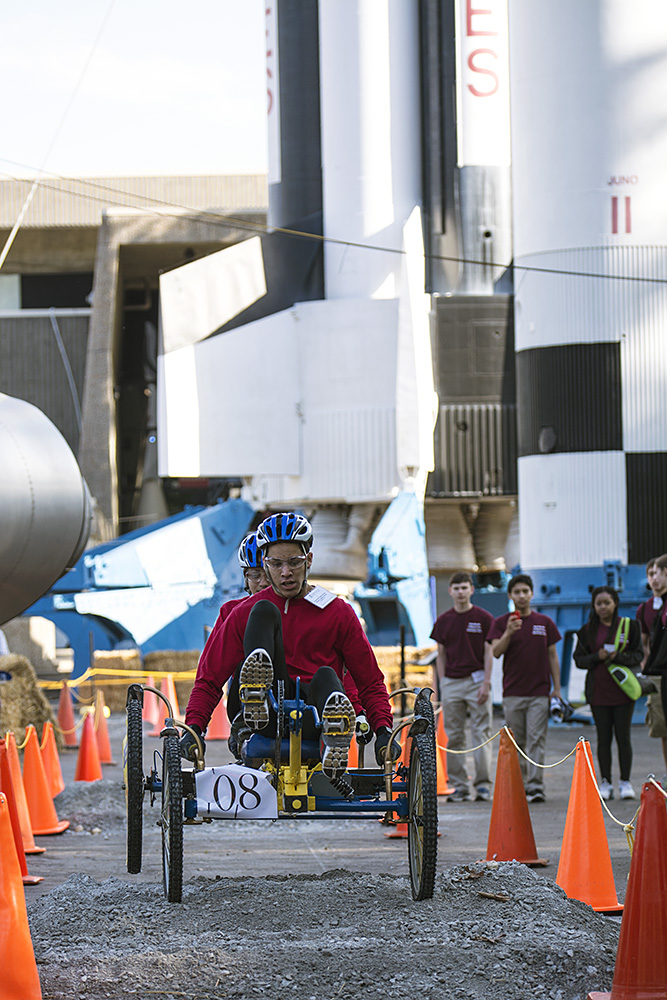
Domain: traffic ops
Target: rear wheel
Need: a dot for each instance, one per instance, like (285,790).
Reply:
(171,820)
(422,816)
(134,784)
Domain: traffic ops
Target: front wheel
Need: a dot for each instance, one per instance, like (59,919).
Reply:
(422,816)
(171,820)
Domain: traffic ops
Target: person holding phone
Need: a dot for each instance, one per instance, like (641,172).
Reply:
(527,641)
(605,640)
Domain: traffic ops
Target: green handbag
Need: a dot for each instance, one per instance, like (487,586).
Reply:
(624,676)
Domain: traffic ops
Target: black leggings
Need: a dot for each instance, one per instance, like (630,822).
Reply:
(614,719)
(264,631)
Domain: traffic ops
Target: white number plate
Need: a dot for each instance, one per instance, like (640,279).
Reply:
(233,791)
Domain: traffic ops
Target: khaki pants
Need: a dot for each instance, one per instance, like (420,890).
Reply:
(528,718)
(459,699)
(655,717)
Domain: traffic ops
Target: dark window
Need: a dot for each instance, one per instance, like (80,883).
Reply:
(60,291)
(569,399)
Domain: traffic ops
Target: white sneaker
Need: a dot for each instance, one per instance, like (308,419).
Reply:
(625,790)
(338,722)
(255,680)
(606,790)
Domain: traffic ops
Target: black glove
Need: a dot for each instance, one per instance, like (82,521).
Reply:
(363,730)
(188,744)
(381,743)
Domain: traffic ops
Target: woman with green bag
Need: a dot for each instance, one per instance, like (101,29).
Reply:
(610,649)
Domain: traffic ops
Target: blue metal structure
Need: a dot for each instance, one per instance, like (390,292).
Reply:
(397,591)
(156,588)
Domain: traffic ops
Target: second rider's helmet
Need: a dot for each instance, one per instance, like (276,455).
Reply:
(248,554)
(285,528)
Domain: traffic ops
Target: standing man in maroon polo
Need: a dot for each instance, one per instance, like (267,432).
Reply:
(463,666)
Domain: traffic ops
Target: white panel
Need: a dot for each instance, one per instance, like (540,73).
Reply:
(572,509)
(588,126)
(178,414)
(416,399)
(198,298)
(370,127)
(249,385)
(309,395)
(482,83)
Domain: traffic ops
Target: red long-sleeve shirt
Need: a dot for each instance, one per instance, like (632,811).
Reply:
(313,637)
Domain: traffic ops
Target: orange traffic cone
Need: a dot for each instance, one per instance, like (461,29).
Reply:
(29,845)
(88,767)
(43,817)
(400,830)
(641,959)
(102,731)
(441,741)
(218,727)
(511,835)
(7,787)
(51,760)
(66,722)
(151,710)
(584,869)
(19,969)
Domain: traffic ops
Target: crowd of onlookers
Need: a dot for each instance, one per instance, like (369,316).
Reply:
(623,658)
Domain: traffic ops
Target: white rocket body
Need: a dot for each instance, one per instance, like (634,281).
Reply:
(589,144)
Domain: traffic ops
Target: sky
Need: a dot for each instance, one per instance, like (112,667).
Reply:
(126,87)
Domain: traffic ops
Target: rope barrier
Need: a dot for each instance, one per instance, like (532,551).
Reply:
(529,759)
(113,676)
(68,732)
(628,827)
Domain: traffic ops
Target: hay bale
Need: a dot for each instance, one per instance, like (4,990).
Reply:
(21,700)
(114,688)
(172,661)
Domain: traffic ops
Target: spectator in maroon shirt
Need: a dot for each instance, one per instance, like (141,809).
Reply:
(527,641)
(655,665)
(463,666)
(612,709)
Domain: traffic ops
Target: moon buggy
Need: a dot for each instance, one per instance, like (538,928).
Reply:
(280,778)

──────────────────────────────

PROBLEM — In your copy of the listing above, reproduce each line exactly and omit all pictures.

TASK RESPONSE —
Domain: traffic ops
Target: rear wheel
Need: a dot for each instance, one per instance, like (285,790).
Reply:
(171,820)
(422,816)
(134,784)
Domain: traffic ops
Target: front wheel
Need: a dot for each instance, one per instance, like (59,919).
Reply:
(422,816)
(171,820)
Domain: traffic ops
Target: person holding phone
Need: a dot for each instance, one per instance, like (641,172).
Reply:
(527,641)
(605,640)
Domain: traffic ops
Target: green handbag
Need: a dot for each instance, one per instance, like (487,586).
Reply:
(624,676)
Domain: traffic ops
Target: black leggings
Need: a dot for each instance, one per instance, like (630,822).
Reply:
(614,719)
(264,631)
Domain: traffic ops
Target: white number plate
Need: a dot for each instance, one per instance, like (640,279).
Reply:
(233,791)
Domain: traffic ops
Target: khaki pants
Need: a dot for each instance, one per instance, like (420,890).
Reply:
(528,718)
(459,699)
(655,717)
Domain: traffic ops
Target: dark window
Need: a dot for each instance, one per instance, like (80,883).
Reply:
(60,291)
(569,399)
Domain: traffic ops
Target: white sneaker
Need: a dot for each instance, one per instance, like (308,419).
Reply:
(625,790)
(338,722)
(255,680)
(606,790)
Domain: traffic ops
Target: black glove
Need: a dot for each instance, one per instance, like (82,521).
Reply:
(363,730)
(188,744)
(381,743)
Domain: traffic ops
Target: woman with green bag
Need: a dot for each instance, one per instance, like (101,29).
Reply:
(610,649)
Domain: traffic ops
Target: blue metal structure
Need: a dot for each instance, one per instance, like (390,292).
Reply:
(397,591)
(156,588)
Domain: traffic ops
Target: second rider's helmet
Need: a dot for each instance, one per instance, like (276,455).
Reply:
(248,554)
(285,528)
Domain: traffic ops
Target: standing man in maroon polo
Need: a dot for each instance, one per instance, like (267,432).
Reply:
(463,666)
Domain: traffic ops
Target: white panel
Need: a dot for each instance, one per instance, like (540,73).
Reply:
(572,509)
(588,126)
(178,414)
(416,399)
(198,298)
(370,127)
(249,385)
(309,395)
(482,83)
Domain: traffic ops
Target: red long-sleeve shirt
Need: a dot for each instance, one per instance, like (632,811).
Reply:
(313,637)
Domain: traffic ops
Target: orange traffic cone
Need: a dot for each instance, one per instance, like (461,29).
Reply:
(29,845)
(88,767)
(43,817)
(400,830)
(641,959)
(102,731)
(441,741)
(218,727)
(511,835)
(7,787)
(51,760)
(66,722)
(151,710)
(584,869)
(19,969)
Domain: traffic ops
Target: crowd of onlookers
Need: a dot for each instance, one per instance, like (369,316).
Reply:
(623,658)
Domain: traffic ops
Target: white rocket body
Need: a dot for each instance, one per instance, like (634,281).
Reply:
(589,144)
Domain: traffic ops
Target: sky
Need: a dot for each instance, one per instance, like (112,667).
Reply:
(126,87)
Domain: traffic ops
Target: rope barrier
Need: a dot for each instance, one per instance, like (532,551).
Reply:
(529,759)
(113,676)
(68,732)
(628,827)
Domain: traffic ops
Target: hay bale
Need: a dot for each instance, one per instance, like (4,990).
Reply:
(21,700)
(114,688)
(172,661)
Domain: traffic ops
Target: spectator in maroon shirt
Need: a dot for each instance, one per instance, like (141,809).
Reply:
(527,641)
(655,665)
(463,666)
(612,709)
Domain: traffic ops
Target: moon buggy
Need: a dot for each instance, one per instance, like (538,928).
Reply:
(280,778)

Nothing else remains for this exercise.